> _Détails de l'exercice_:
Poursuivez le texte sur la monoparentalité et la pauvreté des femmes en reprenant juste après sa dernière phrase.

> _Passage fourni_:
* * *
En fait, ces familles-là sont davantage objet d’observations que les autres. «Plus on met d’alertes sur une catégorie de familles, plus évidemment on va voir des choses qui ne vont pas. (…) Du coup, on va tout expliquer par la monoparentalité, ça devient un outil magique !» Et surtout, ajoute-t-elle, «ça évite d’aller voir plus loin !» Et notamment l’augmentation du nombre de femmes en situation de monoparentalité vivant sous le seuil de pauvreté (17% dans les années 2000 contre 30% aujourd’hui).

Ce n’est bien sûr pas la monoparentalité qui rend pauvre, mais le fait sans doute d’être femme. «Quand l’économie fonctionne, on a besoin des femmes » rappelle Véronique Vasseur « mais quand elle fonctionne moins bien, les femmes sont les premières évincées du marché du travail avec les jeunes et les personnes immigrées !»
* * *
> _Données à examiner_:
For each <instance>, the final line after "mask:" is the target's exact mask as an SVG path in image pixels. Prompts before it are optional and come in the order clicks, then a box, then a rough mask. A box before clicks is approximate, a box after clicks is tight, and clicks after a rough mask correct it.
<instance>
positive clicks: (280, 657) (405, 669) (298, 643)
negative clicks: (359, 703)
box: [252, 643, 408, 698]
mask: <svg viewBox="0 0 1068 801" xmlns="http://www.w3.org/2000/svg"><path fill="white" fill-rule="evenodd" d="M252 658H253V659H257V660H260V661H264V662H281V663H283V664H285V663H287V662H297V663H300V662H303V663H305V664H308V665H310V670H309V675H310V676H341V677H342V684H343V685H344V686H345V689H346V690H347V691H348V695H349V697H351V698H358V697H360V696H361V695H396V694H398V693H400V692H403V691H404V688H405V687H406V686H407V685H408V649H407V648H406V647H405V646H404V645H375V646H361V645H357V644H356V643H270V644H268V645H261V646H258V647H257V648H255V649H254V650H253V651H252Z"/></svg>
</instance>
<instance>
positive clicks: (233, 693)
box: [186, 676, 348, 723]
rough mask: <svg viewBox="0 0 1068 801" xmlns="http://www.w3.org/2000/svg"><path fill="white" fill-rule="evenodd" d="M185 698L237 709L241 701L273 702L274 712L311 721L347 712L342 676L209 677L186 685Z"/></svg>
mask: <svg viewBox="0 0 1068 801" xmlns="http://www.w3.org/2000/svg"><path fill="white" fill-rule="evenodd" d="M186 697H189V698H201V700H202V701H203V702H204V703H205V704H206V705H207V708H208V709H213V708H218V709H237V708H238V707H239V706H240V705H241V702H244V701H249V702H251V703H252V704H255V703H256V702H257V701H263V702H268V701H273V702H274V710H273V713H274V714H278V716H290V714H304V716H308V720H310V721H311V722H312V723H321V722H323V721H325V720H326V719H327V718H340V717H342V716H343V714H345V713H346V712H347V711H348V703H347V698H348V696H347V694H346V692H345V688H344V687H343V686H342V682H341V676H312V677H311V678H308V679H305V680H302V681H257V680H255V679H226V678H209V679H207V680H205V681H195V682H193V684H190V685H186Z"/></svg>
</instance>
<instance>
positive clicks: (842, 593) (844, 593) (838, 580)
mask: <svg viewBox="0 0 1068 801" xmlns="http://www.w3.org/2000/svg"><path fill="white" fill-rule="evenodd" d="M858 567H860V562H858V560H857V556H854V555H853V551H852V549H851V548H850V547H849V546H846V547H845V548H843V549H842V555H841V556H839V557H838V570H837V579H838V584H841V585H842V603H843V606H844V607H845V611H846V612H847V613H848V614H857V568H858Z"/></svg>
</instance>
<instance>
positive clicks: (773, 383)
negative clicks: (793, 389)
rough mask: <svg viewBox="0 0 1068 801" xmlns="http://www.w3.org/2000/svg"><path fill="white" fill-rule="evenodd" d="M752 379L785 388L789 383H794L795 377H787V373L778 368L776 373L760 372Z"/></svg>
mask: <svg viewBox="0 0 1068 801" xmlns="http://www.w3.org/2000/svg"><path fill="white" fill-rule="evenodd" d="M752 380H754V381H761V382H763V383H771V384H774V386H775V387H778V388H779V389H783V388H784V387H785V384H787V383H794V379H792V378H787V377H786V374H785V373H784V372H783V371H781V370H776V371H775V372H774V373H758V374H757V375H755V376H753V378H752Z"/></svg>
* * *
> _Réponse rédigée_:
Sentiment d’échec et culpabilité

Les femmes sont nombreuses à avoir elles-mêmes intégré ces représentations véhiculées par la société et constate Véronique Vasseur, «elles culpabilisent». «Même si ça évolue » dit-elle « on garde l’idée qu’une femme, une vraie, doit être à la fois mère ET épouse ! Quand elle n’est ni l’une ni l’autre, il y a des raisons de s’inquiéter et quand elle n’est que l’une et pas l’autre, elle n’a rempli qu’à moitié sa mission. Les femmes en situation de monoparentalité qui se retrouvent donc mères sans être épouses, ont le sentiment de n’être pas tout à fait normales ; elles portent l’échec de leur couple parce qu’elles n’ont pas su garder leur conjoint. »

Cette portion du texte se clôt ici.